### Aim
Tally the lines in the material below that contain the word "dark" and give only that number.

____________________

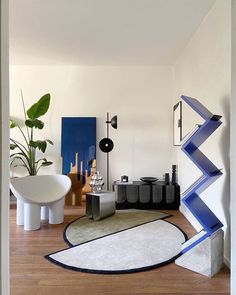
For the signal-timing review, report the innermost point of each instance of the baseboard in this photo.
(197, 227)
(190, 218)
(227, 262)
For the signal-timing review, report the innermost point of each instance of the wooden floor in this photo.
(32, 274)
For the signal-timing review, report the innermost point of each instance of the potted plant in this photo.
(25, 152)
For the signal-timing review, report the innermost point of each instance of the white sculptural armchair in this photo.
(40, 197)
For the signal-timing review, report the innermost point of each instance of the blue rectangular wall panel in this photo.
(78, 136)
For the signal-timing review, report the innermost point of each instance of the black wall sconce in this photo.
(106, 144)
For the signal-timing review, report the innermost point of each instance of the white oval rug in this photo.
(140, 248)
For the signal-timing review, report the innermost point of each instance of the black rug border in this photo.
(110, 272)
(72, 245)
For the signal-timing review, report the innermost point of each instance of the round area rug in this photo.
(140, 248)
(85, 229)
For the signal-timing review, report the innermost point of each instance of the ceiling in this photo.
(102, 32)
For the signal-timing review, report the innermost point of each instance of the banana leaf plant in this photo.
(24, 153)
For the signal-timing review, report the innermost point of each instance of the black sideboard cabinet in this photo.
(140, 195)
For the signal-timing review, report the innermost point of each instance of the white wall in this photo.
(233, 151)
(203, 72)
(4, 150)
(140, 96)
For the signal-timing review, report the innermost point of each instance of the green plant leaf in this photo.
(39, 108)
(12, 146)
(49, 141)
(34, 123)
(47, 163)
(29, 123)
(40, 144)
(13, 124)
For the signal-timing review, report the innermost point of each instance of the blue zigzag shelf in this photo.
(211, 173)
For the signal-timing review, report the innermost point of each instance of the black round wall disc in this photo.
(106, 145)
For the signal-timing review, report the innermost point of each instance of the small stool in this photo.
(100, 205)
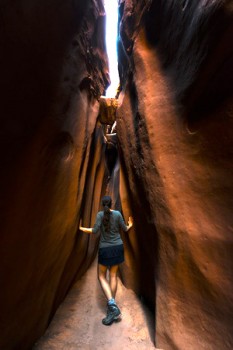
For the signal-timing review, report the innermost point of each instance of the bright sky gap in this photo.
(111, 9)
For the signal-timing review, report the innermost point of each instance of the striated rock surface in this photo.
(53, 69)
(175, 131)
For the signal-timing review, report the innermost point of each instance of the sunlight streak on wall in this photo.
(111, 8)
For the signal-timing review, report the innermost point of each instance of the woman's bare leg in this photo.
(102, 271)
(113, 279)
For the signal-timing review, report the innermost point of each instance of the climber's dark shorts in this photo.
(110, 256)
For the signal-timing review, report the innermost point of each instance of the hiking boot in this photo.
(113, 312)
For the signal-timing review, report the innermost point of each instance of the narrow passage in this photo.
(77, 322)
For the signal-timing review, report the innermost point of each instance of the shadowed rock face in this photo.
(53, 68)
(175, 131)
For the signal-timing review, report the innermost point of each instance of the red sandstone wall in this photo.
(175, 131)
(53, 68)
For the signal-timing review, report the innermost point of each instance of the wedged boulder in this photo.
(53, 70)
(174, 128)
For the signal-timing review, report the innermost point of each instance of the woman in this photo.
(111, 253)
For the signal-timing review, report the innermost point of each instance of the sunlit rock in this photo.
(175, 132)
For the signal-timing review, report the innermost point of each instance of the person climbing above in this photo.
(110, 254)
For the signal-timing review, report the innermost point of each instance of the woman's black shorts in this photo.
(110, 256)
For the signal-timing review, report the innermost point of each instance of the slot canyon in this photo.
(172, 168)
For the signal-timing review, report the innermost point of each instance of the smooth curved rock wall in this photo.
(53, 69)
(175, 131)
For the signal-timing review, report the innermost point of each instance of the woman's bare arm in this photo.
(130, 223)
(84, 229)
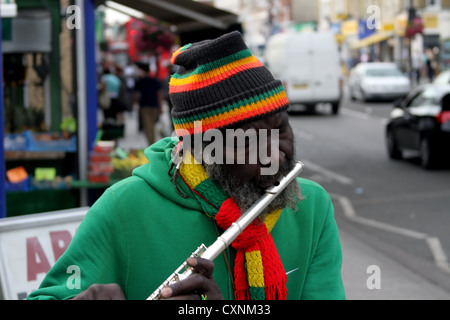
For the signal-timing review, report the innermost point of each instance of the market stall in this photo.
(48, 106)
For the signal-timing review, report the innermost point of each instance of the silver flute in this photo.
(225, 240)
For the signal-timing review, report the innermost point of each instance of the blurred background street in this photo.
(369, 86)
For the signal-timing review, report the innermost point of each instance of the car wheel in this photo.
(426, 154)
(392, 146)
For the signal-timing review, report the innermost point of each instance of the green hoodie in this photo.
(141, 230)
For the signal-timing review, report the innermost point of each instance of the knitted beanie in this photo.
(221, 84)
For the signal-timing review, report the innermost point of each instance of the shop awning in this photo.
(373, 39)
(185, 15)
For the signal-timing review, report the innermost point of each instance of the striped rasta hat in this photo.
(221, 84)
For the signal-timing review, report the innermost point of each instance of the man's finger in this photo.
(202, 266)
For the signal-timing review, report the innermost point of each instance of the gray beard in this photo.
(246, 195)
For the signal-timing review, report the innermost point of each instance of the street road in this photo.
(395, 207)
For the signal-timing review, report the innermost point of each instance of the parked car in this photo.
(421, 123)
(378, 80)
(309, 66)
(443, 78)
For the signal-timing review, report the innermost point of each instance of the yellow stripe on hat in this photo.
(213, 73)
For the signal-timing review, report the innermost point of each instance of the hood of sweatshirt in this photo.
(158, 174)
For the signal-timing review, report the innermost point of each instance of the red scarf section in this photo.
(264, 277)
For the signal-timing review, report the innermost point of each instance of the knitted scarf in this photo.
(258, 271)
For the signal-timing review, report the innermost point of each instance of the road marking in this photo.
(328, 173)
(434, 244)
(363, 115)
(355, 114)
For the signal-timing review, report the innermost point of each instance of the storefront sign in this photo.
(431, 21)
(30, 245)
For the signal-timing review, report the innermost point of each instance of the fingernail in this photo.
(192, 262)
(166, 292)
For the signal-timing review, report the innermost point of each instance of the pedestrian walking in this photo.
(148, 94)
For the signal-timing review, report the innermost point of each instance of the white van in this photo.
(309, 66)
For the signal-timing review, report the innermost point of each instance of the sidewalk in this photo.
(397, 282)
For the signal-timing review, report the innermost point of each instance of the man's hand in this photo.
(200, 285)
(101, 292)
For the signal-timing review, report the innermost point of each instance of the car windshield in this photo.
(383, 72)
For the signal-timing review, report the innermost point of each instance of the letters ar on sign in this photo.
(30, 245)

____________________

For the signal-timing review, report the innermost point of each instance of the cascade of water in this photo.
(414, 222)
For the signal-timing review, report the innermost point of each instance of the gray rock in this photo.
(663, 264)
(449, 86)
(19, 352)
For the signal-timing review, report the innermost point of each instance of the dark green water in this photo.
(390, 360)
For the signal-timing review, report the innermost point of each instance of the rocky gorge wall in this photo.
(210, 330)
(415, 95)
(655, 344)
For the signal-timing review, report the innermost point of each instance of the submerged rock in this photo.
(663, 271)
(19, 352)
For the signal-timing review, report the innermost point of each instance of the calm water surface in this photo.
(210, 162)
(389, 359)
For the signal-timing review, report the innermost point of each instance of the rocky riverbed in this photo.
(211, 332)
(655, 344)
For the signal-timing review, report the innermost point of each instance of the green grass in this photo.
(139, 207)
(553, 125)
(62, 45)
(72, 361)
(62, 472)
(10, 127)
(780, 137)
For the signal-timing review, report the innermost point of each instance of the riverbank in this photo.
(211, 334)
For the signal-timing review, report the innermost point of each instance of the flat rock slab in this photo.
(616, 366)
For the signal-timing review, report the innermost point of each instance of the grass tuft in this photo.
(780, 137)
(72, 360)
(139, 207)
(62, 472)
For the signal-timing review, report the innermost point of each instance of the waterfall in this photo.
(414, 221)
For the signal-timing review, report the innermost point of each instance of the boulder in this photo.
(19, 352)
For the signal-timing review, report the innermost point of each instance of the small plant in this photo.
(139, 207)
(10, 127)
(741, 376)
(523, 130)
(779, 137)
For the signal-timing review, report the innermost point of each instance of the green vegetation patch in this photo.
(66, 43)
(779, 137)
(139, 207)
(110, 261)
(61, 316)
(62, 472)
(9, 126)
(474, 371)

____________________

### Final result
2